#### What is expected:
Put everything from the line containing "If you could put a dot on the basketball player's" down to the end of the items into a Markdown table with the columns Row and Text, one numbered line per row, skipping blank lines.

Saved records
>> Start

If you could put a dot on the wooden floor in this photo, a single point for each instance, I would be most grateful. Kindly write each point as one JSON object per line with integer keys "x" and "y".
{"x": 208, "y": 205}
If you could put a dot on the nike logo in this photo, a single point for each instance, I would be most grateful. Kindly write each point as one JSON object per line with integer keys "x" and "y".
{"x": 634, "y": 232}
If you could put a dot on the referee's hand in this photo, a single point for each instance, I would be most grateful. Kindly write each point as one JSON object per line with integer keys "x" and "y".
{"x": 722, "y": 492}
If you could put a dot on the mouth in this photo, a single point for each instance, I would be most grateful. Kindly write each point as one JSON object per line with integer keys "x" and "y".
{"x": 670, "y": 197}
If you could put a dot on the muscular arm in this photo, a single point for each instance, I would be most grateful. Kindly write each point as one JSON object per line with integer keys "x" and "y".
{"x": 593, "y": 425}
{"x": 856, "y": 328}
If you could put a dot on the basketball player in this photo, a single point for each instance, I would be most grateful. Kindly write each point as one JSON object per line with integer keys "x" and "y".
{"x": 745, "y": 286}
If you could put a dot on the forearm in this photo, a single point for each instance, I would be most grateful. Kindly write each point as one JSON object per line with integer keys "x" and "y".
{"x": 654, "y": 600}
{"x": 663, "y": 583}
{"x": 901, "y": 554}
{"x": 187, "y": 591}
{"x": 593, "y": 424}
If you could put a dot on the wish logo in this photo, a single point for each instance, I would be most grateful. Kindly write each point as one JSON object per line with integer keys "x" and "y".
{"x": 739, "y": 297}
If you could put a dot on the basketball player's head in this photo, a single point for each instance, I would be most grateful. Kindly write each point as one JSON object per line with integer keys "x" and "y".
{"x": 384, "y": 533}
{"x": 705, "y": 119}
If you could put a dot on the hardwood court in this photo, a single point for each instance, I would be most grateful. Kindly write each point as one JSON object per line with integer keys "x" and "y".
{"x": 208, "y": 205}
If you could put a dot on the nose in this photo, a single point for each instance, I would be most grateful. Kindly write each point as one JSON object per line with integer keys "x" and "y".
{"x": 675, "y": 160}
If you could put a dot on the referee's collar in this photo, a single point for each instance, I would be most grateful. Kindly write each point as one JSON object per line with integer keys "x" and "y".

>> End

#### Result of the task:
| Row | Text |
|---|---|
| 1 | If you could put a dot on the basketball player's head in this photo, a single point for each instance, I would be most grateful. Kindly write each point as one JSON object per line with integer keys "x" and "y". |
| 2 | {"x": 384, "y": 533} |
| 3 | {"x": 705, "y": 119} |
| 4 | If you could put a dot on the hardwood court in this photo, a single point for each instance, I would be most grateful. Kindly write each point as one JSON object per line with integer keys "x" and "y". |
| 5 | {"x": 208, "y": 205} |
| 6 | If you could put a dot on the nose in this photo, a single point for each instance, I would be most grateful. Kindly write each point as one JSON object per line with integer keys "x" and "y". |
| 7 | {"x": 675, "y": 160} |
| 8 | If you could put a dot on the referee's collar in this photo, a single point for each instance, I would be most grateful. Kindly write each point as one JSON object per line with integer keys "x" and "y". |